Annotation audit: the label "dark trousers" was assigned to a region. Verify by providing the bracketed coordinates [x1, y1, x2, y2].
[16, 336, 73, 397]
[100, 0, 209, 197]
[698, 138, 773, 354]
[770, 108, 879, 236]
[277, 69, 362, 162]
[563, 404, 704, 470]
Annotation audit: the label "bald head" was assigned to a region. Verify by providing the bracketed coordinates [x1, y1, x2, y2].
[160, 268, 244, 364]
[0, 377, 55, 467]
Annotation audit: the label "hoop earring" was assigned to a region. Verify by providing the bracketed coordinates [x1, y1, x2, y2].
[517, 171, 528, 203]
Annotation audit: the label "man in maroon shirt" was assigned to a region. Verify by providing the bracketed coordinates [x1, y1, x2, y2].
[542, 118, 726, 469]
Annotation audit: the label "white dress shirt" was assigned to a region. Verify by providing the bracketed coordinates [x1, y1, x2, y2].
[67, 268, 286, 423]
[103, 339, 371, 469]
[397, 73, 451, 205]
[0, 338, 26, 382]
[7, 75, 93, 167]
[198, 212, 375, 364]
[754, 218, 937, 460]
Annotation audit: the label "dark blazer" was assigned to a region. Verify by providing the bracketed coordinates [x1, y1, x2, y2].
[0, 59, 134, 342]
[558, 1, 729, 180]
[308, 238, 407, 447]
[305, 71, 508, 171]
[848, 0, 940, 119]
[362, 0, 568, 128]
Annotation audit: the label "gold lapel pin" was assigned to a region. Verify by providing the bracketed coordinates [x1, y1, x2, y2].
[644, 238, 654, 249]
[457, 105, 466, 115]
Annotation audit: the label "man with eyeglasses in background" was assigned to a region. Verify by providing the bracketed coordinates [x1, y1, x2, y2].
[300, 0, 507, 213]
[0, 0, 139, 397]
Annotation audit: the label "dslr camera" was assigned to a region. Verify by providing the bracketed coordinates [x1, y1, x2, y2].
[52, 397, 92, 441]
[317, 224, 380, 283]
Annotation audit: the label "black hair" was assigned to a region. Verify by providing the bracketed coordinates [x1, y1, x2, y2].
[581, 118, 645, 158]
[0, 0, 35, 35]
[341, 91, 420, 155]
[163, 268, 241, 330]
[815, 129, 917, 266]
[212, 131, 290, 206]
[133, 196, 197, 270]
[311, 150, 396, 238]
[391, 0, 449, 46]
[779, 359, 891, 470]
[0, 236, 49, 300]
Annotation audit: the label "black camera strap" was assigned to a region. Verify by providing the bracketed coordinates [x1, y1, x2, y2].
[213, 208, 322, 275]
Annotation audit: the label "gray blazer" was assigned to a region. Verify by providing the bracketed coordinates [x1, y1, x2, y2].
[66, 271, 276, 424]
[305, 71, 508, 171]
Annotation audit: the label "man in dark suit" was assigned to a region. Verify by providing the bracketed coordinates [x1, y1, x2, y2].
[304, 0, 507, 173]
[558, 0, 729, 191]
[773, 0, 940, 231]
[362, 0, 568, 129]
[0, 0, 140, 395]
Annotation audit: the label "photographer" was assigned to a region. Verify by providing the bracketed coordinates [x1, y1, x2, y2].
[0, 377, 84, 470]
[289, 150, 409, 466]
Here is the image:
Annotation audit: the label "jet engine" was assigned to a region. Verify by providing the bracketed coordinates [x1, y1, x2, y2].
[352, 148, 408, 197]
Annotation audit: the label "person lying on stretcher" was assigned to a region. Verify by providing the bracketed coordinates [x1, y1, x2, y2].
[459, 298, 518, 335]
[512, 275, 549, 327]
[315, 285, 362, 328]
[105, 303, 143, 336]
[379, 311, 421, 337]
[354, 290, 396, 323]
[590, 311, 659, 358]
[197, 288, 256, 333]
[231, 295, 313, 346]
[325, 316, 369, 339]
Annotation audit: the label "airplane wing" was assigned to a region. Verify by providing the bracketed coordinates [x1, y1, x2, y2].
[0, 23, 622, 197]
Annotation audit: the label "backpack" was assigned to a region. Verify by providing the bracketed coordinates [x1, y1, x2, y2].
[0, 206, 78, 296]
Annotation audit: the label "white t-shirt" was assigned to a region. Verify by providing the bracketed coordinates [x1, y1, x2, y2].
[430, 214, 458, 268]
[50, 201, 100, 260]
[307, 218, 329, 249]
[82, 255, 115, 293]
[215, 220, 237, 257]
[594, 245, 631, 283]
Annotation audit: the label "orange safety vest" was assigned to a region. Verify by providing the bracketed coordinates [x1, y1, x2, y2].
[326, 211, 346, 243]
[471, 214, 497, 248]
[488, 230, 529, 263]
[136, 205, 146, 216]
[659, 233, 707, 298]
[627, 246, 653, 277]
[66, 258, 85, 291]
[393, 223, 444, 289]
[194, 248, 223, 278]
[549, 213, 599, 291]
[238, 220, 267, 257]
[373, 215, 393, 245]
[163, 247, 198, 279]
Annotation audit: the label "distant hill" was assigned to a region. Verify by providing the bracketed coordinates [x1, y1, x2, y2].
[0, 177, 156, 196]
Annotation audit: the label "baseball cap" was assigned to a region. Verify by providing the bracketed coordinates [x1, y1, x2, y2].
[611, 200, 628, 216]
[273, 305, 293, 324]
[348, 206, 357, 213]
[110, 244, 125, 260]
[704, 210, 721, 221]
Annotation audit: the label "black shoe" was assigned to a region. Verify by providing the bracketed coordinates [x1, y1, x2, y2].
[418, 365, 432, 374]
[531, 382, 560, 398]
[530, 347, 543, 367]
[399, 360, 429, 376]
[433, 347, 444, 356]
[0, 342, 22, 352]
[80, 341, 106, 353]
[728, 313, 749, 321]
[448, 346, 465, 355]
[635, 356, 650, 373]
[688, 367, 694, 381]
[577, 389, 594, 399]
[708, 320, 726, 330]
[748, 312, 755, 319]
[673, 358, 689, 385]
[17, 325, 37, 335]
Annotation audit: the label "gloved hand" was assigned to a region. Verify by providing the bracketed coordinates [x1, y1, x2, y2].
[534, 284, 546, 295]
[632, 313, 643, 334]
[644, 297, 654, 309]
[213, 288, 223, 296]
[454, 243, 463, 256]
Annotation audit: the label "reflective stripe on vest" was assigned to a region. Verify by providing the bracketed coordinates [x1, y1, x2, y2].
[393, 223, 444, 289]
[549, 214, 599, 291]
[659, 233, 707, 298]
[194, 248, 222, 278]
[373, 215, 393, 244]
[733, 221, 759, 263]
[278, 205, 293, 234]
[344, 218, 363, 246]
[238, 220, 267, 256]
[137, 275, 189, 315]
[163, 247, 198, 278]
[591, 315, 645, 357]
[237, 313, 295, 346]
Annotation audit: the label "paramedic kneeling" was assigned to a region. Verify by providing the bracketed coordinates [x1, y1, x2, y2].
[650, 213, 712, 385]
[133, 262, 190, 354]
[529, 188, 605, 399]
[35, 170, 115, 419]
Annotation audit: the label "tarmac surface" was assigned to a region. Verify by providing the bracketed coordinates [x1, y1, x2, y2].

━━━━━━━━━━━━━━━━━━━━

## Work task
Your task is to set down all of the entries exactly as they appear.

## Answer section
Annotation audit: the label "dark trousers" was assigned to a region. Verify by providing the bracketed coordinates [x1, y1, x2, y2].
[16, 336, 73, 397]
[100, 0, 209, 197]
[698, 138, 773, 354]
[770, 108, 879, 236]
[277, 69, 362, 162]
[563, 404, 704, 470]
Annotation audit: the label "bald head" was assigned to a region. Verify by providing the bracketed coordinates [x1, y1, x2, y2].
[160, 268, 244, 364]
[0, 377, 55, 467]
Annotation audit: the label "hoop earring" was assigned to a region. Verify by providing the bracketed coordinates [x1, y1, x2, y2].
[517, 171, 528, 203]
Annotation audit: the label "man in maroon shirt" was assigned to a region. Verify by providing the bracketed coordinates [x1, y1, x2, y2].
[542, 118, 726, 469]
Annotation audit: the label "white dress shirt" was assigned to a region. Verify by providing the bracketed coordinates [x1, y1, x2, y2].
[67, 268, 286, 423]
[103, 339, 371, 469]
[397, 73, 451, 205]
[0, 338, 26, 382]
[7, 75, 93, 167]
[198, 212, 375, 364]
[754, 218, 937, 460]
Annotation audit: the label "dark blazer" was assigned to a region. Verify by providing the bracketed coordinates [x1, y1, x2, y2].
[0, 59, 134, 342]
[558, 1, 729, 180]
[308, 238, 407, 447]
[305, 71, 508, 171]
[848, 0, 940, 119]
[362, 0, 568, 128]
Annotation audit: the label "gold lapel pin" was assigned to a region. Verify by providing the bracketed coordinates [x1, y1, x2, y2].
[644, 238, 654, 249]
[457, 105, 466, 115]
Annotation audit: the label "man with eyeglasses in background" was assigned to a region. Verify by providing the bracketed coordinates [x1, y1, x2, y2].
[300, 0, 507, 213]
[0, 0, 139, 397]
Annotation audit: the label "dslr camera" was assigned to a region. Verify by providing the bracketed coordinates [x1, y1, x2, y2].
[52, 397, 92, 441]
[317, 224, 380, 283]
Annotation audit: the label "black hair" was assigned to a region. Verify by providing the bracketed coordinates [x1, y1, x2, y2].
[581, 118, 645, 158]
[0, 0, 35, 35]
[341, 91, 420, 155]
[163, 268, 241, 330]
[815, 129, 917, 266]
[212, 131, 290, 206]
[133, 196, 197, 270]
[311, 150, 396, 238]
[391, 0, 449, 46]
[779, 359, 891, 470]
[0, 236, 49, 300]
Annotation audit: the label "black camera strap" was assigned to a region. Verify by providing the bracketed coordinates [x1, y1, x2, y2].
[213, 208, 322, 275]
Annotation audit: the label "gray blazer" was assigned to a region. Verify by providing the bracketed coordinates [x1, y1, x2, y2].
[66, 271, 276, 424]
[305, 71, 508, 171]
Annotation audit: the label "man in dark suit" was assigned to a region. Verify by providing the bracketed coordinates [x1, y1, x2, y2].
[304, 0, 507, 173]
[558, 0, 729, 191]
[773, 0, 940, 231]
[362, 0, 568, 129]
[0, 0, 140, 395]
Annotation audit: the label "photographer" was assigned to a region. Verify by providing the bracketed coordinates [x1, y1, x2, y2].
[0, 377, 84, 470]
[289, 150, 409, 466]
Here is the image:
Annotation audit: the label "jet engine" was assigned to a region. Verify by providing the bracketed coordinates [x1, y1, x2, y2].
[352, 148, 408, 197]
Annotation audit: the label "person lying on stretcher" was assigned to a region. Verify by providing the bracketed coordinates [x1, y1, x2, y2].
[459, 298, 518, 335]
[512, 275, 549, 327]
[315, 285, 362, 328]
[105, 303, 143, 336]
[379, 311, 421, 337]
[354, 290, 396, 323]
[590, 311, 659, 358]
[197, 288, 256, 333]
[231, 295, 313, 346]
[325, 316, 369, 339]
Annotation audit: the label "airplane wing" was assigned to a region. Verify by providing the bracketed coordinates [x1, y1, x2, y2].
[0, 23, 622, 197]
Annotation audit: the label "backpack" was assigned to a region. Verify by providing the bracketed coordinates [x1, y1, x2, y2].
[0, 206, 78, 296]
Annotation audit: the label "white t-shirt" was assigned to a region. Verify by providing the bracketed coordinates [x1, y1, x2, y2].
[430, 214, 458, 268]
[50, 201, 100, 260]
[307, 218, 329, 249]
[82, 255, 115, 293]
[215, 220, 237, 257]
[594, 245, 631, 283]
Annotation audit: the label "orange safety vest" was assigned to a region. Verify by providing the bracketed coordinates [x1, y1, x2, y2].
[326, 211, 346, 243]
[471, 214, 497, 248]
[488, 230, 529, 263]
[136, 205, 146, 216]
[659, 233, 707, 298]
[627, 246, 653, 277]
[66, 258, 85, 291]
[393, 223, 444, 289]
[194, 248, 223, 278]
[549, 213, 599, 291]
[238, 220, 267, 257]
[373, 215, 393, 245]
[163, 247, 198, 279]
Annotation audit: the label "distant hill" was assigned to a region. Verify by providing the bracketed coordinates [x1, y1, x2, y2].
[0, 177, 156, 196]
Annotation audit: the label "baseball cap" was assigned to a region. Verify by providing the bracketed coordinates [x1, y1, x2, y2].
[611, 200, 628, 216]
[273, 305, 293, 324]
[348, 206, 357, 213]
[110, 244, 125, 260]
[704, 210, 721, 221]
Annotation audit: the label "black shoe" was assigned to a region. Verify by providing the bracketed coordinates [x1, y1, x2, y2].
[418, 365, 432, 374]
[531, 382, 560, 398]
[530, 347, 543, 367]
[399, 360, 429, 376]
[433, 347, 444, 356]
[0, 342, 22, 352]
[80, 341, 106, 353]
[728, 313, 749, 321]
[448, 346, 465, 355]
[635, 356, 650, 373]
[688, 367, 694, 381]
[577, 389, 594, 399]
[708, 320, 726, 330]
[748, 312, 755, 319]
[673, 358, 689, 385]
[17, 325, 37, 335]
Annotation audit: the label "gloved hand" was assigned to a region. Verify by providing the bracketed coordinates [x1, y1, x2, y2].
[534, 284, 546, 295]
[632, 313, 643, 334]
[644, 297, 654, 309]
[213, 288, 223, 296]
[454, 243, 463, 256]
Annotation audit: the label "reflective stripe on vest" was assigned to a region. Verify by providing the bracketed coordinates [x1, y1, x2, y2].
[393, 223, 444, 289]
[549, 214, 599, 291]
[659, 233, 707, 298]
[194, 248, 222, 278]
[373, 215, 393, 244]
[733, 221, 759, 263]
[278, 205, 293, 234]
[344, 218, 363, 246]
[238, 220, 267, 256]
[137, 275, 189, 315]
[163, 247, 198, 278]
[591, 315, 645, 357]
[237, 313, 295, 346]
Annotation audit: the label "paramedic kneeling" was assigned to a region. Verify by providing the bracketed coordinates [x1, y1, x2, y2].
[650, 213, 712, 385]
[133, 262, 190, 354]
[529, 188, 605, 399]
[35, 170, 115, 419]
Annotation audit: the label "tarmac surface" was assigned to a region. Verify by providing the bracketed coordinates [x1, y1, x2, y2].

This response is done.